Task requirements: Rewrite everything from the line containing "point: orange glow" down to the line containing "(1121, 145)", both included, keeping every line and shifting each coordinate pair by adding 120 to both of its numbers.

((

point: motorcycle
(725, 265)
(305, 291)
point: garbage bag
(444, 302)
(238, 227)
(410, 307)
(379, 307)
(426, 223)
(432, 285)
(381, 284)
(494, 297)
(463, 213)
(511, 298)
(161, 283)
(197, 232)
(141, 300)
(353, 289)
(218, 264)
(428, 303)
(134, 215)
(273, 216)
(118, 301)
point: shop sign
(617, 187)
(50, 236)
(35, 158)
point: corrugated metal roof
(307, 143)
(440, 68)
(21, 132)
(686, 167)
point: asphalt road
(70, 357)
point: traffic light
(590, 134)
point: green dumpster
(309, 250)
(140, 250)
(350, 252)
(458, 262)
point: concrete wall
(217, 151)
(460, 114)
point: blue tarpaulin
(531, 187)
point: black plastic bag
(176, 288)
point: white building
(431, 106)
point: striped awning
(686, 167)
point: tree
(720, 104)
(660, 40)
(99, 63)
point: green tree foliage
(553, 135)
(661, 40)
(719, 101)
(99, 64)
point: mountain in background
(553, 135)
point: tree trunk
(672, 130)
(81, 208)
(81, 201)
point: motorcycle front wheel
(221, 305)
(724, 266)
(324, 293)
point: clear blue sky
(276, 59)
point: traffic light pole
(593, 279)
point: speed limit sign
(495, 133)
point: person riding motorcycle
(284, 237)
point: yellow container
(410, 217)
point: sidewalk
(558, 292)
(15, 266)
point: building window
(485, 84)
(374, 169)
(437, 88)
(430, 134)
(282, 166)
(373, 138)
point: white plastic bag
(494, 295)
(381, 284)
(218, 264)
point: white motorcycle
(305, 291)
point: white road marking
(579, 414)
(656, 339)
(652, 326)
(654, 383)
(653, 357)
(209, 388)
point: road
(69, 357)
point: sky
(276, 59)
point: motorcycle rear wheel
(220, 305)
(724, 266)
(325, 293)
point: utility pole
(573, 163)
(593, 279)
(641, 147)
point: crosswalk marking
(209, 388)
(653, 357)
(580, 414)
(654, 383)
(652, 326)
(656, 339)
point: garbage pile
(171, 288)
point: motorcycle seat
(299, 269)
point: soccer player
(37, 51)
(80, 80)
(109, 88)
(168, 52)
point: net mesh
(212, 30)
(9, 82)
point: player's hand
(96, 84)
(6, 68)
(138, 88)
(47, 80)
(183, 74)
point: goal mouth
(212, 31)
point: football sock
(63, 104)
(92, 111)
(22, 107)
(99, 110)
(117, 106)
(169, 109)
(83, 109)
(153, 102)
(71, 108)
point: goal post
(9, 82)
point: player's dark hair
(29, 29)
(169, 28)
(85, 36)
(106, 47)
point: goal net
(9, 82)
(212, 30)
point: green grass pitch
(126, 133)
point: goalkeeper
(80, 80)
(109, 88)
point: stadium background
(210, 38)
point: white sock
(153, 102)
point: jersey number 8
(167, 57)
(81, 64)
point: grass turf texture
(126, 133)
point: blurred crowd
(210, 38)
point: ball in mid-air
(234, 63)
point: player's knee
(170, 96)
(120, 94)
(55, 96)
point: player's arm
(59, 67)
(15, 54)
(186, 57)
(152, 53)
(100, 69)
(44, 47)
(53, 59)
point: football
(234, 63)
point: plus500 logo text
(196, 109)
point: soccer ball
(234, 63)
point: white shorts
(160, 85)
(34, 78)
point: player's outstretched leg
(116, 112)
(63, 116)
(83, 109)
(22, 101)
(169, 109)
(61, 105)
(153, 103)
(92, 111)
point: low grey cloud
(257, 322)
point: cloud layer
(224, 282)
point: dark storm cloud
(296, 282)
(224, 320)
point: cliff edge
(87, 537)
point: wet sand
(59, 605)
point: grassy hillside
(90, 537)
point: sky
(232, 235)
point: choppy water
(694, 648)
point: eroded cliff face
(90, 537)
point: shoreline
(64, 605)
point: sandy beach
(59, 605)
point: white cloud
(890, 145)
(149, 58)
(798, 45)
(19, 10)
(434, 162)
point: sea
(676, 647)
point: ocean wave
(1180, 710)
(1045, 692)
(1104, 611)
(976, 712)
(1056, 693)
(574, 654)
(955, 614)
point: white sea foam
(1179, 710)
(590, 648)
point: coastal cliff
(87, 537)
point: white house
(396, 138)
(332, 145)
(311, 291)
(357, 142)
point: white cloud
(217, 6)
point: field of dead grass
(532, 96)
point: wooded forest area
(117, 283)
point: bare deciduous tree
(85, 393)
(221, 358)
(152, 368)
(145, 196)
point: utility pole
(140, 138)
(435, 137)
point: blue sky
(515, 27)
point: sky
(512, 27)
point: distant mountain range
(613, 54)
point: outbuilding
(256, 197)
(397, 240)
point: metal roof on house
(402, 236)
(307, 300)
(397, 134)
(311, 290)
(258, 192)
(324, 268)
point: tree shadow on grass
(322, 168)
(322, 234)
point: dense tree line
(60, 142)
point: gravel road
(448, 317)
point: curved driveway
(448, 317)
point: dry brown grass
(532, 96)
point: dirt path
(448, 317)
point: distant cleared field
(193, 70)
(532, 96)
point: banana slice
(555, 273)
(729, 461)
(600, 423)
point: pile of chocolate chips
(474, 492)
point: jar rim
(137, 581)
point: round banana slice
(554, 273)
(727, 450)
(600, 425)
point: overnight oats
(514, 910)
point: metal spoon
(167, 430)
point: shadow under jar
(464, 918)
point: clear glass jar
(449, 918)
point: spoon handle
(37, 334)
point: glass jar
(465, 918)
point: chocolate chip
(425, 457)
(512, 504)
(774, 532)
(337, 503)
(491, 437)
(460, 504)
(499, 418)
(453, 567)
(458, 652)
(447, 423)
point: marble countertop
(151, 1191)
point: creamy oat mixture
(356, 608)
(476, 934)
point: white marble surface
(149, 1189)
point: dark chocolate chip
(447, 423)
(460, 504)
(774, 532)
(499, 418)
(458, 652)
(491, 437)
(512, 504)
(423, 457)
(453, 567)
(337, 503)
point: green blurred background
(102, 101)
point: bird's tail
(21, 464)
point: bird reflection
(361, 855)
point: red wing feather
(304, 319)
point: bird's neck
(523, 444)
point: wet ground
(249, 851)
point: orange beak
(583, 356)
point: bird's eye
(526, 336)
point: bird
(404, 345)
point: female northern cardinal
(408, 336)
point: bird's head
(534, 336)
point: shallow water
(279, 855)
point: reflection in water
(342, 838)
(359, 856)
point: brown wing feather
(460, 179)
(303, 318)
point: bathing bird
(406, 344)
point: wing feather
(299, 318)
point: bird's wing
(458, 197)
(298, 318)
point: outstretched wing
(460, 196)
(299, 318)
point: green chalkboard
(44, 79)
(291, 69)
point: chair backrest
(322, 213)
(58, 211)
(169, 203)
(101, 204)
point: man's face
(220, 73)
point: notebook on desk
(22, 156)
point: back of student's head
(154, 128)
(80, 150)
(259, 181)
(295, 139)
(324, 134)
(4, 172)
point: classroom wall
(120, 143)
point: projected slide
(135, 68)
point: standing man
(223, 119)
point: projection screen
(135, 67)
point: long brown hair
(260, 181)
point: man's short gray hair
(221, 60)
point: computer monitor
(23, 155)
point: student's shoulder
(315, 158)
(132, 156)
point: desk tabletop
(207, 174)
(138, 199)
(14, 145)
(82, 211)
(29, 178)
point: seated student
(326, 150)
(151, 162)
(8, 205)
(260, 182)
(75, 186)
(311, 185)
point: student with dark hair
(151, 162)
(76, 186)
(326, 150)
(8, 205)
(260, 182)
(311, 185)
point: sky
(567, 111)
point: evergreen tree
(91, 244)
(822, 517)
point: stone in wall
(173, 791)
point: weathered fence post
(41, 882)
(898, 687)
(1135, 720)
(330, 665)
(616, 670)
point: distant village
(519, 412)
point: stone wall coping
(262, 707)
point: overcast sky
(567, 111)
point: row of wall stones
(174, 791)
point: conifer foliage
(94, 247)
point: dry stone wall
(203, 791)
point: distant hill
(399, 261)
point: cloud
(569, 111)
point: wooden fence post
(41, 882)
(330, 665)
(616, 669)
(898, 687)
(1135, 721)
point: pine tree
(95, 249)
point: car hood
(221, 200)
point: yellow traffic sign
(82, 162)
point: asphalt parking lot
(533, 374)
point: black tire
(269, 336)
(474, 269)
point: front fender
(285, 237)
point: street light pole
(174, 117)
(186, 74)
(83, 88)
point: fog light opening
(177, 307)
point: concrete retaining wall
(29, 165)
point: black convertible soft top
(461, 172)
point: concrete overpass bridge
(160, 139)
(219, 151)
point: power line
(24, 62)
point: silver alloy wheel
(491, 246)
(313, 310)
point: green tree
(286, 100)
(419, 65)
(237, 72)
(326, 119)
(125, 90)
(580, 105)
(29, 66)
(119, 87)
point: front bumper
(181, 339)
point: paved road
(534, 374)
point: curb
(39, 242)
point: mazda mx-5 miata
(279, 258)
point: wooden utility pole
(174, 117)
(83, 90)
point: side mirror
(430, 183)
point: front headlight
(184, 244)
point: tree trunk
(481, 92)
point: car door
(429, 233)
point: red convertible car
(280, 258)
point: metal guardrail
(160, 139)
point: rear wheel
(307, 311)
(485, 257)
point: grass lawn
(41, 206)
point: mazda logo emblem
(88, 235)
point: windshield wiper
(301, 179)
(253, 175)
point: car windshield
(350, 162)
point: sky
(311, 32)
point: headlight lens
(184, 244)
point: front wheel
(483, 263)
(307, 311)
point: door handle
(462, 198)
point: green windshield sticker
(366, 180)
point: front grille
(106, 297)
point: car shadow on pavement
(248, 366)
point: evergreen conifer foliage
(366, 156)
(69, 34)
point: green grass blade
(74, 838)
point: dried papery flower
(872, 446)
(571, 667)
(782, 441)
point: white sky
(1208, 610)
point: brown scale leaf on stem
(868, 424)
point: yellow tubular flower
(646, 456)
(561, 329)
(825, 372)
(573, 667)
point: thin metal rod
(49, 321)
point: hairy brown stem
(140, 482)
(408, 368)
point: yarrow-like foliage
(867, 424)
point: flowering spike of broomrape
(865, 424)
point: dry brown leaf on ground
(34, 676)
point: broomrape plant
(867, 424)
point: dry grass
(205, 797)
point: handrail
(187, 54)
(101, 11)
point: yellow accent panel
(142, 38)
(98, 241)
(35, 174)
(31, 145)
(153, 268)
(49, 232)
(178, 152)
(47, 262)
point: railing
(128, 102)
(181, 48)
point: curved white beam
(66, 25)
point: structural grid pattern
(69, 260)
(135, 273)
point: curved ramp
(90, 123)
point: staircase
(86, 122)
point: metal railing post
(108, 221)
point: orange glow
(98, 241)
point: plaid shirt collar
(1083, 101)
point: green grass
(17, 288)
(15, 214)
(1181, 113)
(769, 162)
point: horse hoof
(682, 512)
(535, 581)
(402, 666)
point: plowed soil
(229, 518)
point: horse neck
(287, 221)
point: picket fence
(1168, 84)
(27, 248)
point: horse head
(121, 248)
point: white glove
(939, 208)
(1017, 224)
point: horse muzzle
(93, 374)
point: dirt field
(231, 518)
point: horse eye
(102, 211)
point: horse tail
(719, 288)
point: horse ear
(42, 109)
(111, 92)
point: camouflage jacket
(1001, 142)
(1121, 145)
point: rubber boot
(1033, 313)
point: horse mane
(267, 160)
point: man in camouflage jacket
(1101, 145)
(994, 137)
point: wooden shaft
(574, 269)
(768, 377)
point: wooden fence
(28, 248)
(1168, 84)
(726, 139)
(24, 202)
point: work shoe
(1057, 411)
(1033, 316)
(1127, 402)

))

Solution below:
point: orange glow
(218, 361)
point: plaid shirt collar
(1203, 221)
point: green grass
(137, 408)
(135, 334)
(1301, 233)
(889, 282)
point: horse hoof
(802, 632)
(655, 701)
(522, 786)
point: plowed soil
(349, 638)
point: horse neck
(407, 341)
point: picket fence
(1288, 204)
(147, 368)
point: horse head
(241, 368)
point: white glove
(1059, 328)
(1137, 344)
point: horse muzzle
(213, 494)
point: dirt field
(351, 638)
point: horse eye
(222, 331)
point: horse tail
(839, 408)
point: horse ear
(162, 229)
(231, 212)
point: camouflage jacket
(1121, 262)
(1241, 265)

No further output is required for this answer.